# [DOCUMENT PASSAGE]
There are calls for an investigation into what some say is a mass escape of thousands of fish from a salmon farm.

Farmed fish are showing-up in rivers leading into the Bay of Fundy, but so farno one has reported a problem at any of the dozens of salmon cages in the bay.

Biologists are counting farmed salmon that are showing up where they don’t belong, at a fish ladder on the Magaguadavic River.

Three more were caught Wednesday, bringing the total to more than 80.

The Atlantic Salmon Federation says it indicates a big escape of thousands of farmed salmon has occurred somewhere in the Bay of Fundy, and other river watchers are wondering whether they will be impacted too.

“They can head up here unobstructed,” says Sean Doyle of the Hammond River Angling Association. “There are no dams or hydro dams. There’s really nothing holding them back from coming up.”

Angling groups fear an influx of farmed fish will damage efforts to bring back wild Atlantic salmon.

“They may interact with the natural breeding salmon,” explains Doyle. “It’s just something you don’t want in a river where you want to protect the wild stock.”

# [WHAT YOU WILL DO]
(1) In the farmed salmon article, which organization says the catches point to a large escape somewhere in the Bay of Fundy?
(2) Please write out the farmed salmon article between "Biologists are counting" and "wild Atlantic salmon.", inclusive.
(3) Continue the farmed salmon article from its last sentence.
The records are separate material, unrelated to the farmed salmon article.

# [DATA SECTION]
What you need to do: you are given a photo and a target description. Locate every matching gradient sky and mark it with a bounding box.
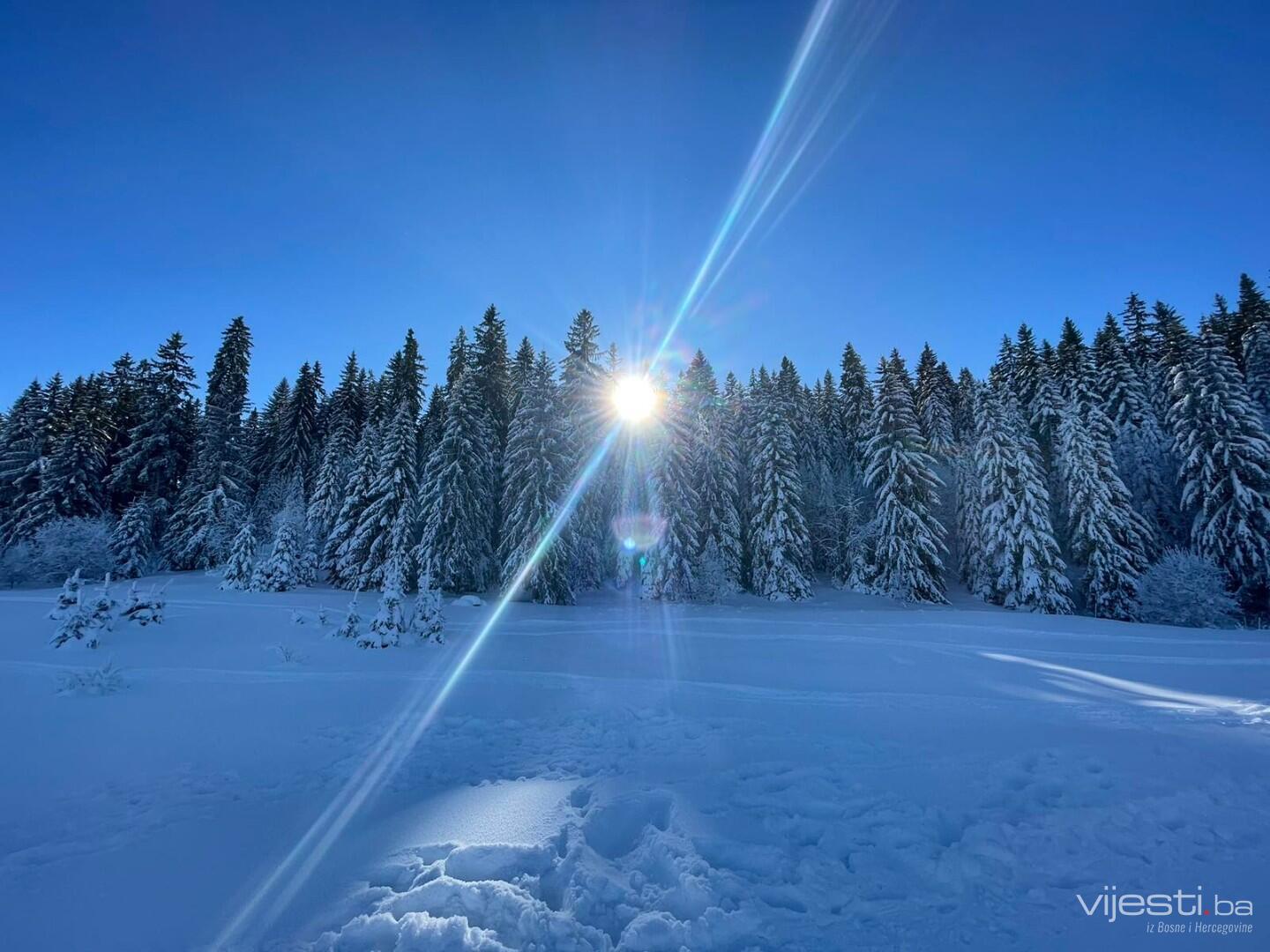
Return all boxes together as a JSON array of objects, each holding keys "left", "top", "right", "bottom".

==

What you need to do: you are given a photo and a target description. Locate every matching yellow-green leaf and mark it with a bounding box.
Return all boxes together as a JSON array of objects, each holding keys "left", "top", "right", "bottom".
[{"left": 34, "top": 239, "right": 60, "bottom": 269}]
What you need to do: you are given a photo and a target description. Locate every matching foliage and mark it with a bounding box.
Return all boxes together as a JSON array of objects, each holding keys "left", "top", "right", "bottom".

# [EXERCISE RESPONSES]
(1) The Atlantic Salmon Federation.

(2)
Biologists are counting farmed salmon that are showing up where they don’t belong, at a fish ladder on the Magaguadavic River.

Three more were caught Wednesday, bringing the total to more than 80.

The Atlantic Salmon Federation says it indicates a big escape of thousands of farmed salmon has occurred somewhere in the Bay of Fundy, and other river watchers are wondering whether they will be impacted too.

“They can head up here unobstructed,” says Sean Doyle of the Hammond River Angling Association. “There are no dams or hydro dams. There’s really nothing holding them back from coming up.”

Angling groups fear an influx of farmed fish will damage efforts to bring back wild Atlantic salmon.

(3)
Under current regulations in Canada, it is almost impossible to trace an escaped farmed salmon back to a specific cage, but that technology does exist and is in use elsewhere.

Operators in Maine are required to file information on fish genetics with state authorities so that D.N.A. technology can identify escapes.

“They can track back to a specific site where that fish came from,” says Fundy Baykeeper Matthew Abbot. “There’s no reason we can’t be doing the same thing in Canada.”

The Fish Farmers Association suspects this is not a large escape from one farm, rather, smaller escapes from numerous cages.

The law says escapes of more than one hundred fish must be reported within 24 hours.

“This could be an unreported escape event,” says Abbot. “Even if its leakage, small numbers of fish from multiple sites. That remains very concerning.”

No company has yet to report a major escape to the New Brunswick Department of Aquaculture and Fisheries.